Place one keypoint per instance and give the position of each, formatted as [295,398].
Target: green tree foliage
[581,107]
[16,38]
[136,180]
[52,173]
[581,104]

###

> Required work
Swap "keypoint" for "marker" in the material and write it out again with everything else left as it is.

> Task solution
Place one marker per instance and give the position of each, formatted as [295,398].
Target: green tree foliage
[581,107]
[16,38]
[136,180]
[52,173]
[581,104]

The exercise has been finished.